**EXERCISE TASK:**
Begin at the line that has "Indicate the wooden walkway" and stop after the line that has "x=485, y=172". Copy those lines of the data, swapping "wooden walkway" for "timber boardwalk" and leaving everything else unchanged.

**GIVEN RECORDS:**

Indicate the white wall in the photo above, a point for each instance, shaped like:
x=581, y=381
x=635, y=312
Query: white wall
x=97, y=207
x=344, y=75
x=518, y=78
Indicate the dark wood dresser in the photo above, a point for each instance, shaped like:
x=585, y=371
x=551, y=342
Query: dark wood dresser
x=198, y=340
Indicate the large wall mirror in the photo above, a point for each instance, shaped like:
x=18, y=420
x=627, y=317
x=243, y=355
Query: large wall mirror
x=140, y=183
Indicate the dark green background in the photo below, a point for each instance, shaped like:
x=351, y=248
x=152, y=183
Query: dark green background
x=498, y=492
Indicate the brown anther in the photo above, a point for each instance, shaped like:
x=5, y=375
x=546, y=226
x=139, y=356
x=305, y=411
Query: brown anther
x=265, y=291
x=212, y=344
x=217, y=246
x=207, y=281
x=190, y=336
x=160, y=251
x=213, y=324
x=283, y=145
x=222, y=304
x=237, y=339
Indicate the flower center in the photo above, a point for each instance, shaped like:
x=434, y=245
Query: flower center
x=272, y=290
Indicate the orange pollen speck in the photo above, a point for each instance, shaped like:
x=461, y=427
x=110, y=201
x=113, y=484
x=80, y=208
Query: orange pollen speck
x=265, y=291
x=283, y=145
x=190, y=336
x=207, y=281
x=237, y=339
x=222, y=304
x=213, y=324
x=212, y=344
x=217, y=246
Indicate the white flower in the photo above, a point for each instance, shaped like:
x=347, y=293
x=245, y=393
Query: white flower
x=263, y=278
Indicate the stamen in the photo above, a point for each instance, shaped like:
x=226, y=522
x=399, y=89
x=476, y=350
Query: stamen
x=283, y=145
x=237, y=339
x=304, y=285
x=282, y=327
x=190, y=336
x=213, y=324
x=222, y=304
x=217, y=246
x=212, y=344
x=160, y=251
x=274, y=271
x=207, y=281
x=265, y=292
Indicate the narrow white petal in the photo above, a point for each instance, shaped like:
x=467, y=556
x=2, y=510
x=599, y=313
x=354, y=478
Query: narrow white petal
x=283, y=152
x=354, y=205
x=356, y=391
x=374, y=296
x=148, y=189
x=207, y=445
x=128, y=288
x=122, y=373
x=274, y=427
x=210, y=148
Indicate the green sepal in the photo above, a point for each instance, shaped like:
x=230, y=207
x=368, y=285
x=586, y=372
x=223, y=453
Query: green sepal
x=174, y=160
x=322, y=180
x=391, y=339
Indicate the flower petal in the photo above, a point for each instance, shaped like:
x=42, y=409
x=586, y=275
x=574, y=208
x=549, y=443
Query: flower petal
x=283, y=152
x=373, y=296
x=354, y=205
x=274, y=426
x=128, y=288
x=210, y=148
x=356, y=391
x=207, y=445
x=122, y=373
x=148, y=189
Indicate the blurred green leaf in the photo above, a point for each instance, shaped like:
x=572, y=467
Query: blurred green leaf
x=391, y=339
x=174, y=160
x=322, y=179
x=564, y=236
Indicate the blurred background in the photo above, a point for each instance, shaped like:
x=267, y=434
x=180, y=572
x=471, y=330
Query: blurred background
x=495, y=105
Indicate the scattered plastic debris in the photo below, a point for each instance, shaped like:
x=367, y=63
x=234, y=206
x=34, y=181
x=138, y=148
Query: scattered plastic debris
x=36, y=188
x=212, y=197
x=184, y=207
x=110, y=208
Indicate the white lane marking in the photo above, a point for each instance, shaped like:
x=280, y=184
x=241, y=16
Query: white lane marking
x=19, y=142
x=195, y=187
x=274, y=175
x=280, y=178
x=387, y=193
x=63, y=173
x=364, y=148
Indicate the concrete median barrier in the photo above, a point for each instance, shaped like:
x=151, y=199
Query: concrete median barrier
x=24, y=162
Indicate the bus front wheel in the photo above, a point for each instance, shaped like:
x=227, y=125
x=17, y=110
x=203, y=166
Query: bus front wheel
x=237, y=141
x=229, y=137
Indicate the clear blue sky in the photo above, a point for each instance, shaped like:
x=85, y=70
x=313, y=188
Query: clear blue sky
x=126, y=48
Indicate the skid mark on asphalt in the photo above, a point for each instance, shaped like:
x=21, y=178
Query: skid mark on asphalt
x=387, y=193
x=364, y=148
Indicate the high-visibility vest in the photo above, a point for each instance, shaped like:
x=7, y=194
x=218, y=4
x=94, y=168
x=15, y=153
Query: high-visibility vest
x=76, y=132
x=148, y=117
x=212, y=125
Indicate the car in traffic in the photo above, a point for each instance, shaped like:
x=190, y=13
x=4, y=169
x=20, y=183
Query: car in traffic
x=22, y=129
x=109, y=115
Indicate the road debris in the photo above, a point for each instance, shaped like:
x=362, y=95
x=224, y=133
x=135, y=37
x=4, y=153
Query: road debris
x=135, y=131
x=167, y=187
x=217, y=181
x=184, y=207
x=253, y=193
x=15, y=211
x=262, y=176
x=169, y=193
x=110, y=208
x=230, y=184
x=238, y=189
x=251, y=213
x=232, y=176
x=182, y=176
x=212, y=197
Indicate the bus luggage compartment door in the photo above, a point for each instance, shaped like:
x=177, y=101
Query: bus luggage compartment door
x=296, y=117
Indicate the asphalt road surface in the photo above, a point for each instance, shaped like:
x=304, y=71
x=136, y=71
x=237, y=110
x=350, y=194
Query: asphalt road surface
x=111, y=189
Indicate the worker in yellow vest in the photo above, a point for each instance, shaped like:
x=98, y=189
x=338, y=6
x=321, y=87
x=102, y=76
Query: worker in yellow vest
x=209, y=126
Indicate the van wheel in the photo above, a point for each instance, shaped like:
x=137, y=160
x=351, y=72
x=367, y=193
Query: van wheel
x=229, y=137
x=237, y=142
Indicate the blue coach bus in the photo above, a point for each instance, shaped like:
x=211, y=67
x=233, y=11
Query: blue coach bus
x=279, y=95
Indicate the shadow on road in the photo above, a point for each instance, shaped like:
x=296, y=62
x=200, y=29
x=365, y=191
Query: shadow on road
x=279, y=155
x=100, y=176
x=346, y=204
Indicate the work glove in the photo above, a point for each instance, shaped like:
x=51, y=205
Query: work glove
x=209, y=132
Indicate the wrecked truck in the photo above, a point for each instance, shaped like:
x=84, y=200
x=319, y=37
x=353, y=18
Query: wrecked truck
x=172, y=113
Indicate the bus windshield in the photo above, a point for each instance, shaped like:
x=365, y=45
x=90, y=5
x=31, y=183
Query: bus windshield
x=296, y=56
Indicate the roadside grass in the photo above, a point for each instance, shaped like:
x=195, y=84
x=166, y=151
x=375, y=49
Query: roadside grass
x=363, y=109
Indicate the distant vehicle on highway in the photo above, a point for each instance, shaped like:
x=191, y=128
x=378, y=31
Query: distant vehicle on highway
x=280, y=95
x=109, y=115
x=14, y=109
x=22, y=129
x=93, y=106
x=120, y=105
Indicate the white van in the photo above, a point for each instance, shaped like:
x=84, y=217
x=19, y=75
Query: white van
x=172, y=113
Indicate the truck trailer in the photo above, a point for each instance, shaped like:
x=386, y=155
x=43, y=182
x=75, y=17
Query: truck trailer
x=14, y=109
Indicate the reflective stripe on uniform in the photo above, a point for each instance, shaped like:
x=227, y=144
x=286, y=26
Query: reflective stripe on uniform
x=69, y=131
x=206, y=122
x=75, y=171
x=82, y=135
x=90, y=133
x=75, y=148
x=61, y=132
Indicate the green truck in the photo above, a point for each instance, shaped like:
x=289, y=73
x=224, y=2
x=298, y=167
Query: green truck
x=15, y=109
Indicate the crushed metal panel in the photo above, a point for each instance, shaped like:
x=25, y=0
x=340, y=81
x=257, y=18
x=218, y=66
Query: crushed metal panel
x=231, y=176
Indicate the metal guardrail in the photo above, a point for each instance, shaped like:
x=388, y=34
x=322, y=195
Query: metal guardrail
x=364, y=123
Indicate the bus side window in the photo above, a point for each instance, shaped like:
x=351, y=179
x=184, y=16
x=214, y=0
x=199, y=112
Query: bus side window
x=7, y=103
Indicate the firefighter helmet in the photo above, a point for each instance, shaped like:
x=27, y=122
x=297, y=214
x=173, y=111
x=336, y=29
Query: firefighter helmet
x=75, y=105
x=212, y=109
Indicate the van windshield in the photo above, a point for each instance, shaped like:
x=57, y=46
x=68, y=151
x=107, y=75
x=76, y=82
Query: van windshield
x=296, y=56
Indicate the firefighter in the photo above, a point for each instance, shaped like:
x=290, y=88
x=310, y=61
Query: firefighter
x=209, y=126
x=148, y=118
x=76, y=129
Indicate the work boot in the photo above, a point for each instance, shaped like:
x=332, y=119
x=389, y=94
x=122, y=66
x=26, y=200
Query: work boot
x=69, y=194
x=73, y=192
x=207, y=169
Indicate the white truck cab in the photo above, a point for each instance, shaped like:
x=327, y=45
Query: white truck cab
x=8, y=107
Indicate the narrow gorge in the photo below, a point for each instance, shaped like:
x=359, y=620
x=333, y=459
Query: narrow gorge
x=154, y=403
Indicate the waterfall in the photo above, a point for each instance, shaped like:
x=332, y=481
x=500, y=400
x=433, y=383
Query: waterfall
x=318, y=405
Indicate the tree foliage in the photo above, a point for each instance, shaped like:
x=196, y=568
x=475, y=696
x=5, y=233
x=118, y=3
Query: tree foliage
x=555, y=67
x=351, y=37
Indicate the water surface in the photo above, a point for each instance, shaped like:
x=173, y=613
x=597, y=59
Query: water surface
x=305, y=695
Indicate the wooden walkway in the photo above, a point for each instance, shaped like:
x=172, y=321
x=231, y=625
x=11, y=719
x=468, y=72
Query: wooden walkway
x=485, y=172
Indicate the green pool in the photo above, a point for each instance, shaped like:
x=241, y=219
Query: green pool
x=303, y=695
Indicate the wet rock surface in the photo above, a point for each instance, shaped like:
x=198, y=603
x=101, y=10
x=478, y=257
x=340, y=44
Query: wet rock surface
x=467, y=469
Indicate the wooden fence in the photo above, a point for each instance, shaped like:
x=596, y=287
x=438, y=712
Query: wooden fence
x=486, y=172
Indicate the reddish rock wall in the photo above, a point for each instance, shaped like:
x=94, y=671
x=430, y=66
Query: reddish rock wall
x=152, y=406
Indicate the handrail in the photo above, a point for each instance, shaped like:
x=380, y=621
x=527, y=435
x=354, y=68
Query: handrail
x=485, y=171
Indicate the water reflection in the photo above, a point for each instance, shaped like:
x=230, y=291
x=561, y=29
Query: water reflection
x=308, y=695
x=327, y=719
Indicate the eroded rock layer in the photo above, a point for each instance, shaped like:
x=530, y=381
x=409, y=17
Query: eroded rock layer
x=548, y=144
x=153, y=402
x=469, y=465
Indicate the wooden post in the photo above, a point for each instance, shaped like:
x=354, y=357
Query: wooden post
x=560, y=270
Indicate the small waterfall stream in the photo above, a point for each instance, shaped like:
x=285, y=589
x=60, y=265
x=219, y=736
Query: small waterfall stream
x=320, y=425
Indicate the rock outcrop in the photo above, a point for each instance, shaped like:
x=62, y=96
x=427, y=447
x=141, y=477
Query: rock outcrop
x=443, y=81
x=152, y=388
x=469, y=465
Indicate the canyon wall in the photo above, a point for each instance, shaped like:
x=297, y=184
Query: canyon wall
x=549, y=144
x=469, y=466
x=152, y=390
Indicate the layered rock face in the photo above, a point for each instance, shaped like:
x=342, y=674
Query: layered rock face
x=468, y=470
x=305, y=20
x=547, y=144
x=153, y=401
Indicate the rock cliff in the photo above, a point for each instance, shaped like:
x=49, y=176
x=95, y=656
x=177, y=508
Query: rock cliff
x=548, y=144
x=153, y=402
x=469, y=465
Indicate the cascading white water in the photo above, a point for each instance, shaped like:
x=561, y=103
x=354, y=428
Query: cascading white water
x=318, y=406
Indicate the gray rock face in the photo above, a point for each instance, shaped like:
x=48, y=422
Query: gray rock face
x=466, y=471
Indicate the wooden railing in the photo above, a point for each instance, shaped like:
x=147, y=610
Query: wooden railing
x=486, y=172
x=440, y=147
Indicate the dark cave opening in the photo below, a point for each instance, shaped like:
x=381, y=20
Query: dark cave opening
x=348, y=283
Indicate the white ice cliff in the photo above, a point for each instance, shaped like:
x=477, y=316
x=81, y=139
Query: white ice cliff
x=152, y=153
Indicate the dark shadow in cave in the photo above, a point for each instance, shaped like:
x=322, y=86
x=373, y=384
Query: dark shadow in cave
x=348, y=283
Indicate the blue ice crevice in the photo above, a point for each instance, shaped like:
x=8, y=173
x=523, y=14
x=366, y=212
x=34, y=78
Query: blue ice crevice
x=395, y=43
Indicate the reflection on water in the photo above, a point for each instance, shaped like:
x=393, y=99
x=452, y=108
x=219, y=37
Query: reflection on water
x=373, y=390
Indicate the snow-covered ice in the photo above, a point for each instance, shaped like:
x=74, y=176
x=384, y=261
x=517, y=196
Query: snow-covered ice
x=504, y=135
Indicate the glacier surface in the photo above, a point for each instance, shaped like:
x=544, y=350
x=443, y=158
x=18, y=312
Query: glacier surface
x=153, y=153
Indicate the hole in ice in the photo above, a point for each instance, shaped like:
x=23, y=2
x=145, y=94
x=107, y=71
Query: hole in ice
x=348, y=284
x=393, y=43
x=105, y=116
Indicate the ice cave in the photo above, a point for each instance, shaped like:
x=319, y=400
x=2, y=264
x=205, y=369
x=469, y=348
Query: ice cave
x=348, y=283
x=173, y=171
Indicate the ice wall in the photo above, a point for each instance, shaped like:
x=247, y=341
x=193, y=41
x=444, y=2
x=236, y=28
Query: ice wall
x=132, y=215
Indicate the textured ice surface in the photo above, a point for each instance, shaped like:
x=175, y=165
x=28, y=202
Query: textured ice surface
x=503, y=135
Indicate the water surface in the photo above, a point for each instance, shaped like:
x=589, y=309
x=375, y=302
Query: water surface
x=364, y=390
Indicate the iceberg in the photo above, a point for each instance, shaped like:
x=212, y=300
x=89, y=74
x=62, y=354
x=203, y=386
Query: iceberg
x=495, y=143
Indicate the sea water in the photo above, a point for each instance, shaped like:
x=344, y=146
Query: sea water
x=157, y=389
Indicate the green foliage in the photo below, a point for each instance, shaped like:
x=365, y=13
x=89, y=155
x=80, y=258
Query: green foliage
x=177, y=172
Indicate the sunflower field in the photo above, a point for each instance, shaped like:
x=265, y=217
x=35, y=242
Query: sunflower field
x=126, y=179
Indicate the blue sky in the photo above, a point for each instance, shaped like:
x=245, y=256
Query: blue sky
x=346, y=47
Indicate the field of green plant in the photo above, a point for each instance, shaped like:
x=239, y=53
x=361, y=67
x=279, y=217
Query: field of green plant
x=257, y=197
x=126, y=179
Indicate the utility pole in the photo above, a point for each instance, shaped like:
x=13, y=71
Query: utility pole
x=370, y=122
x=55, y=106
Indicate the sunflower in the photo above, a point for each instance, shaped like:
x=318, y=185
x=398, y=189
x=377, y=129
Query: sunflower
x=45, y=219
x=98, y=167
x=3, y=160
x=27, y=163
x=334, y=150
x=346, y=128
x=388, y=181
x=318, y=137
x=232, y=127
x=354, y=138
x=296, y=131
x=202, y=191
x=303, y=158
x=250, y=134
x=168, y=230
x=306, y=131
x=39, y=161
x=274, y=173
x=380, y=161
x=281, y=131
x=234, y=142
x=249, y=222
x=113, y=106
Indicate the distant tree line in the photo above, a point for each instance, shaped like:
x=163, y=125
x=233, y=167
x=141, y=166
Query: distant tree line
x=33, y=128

**EXERCISE RESPONSE:**
Indicate the timber boardwalk in the photo above, a point for each instance, shaped like:
x=172, y=321
x=231, y=625
x=11, y=719
x=468, y=72
Query: timber boardwalk
x=485, y=172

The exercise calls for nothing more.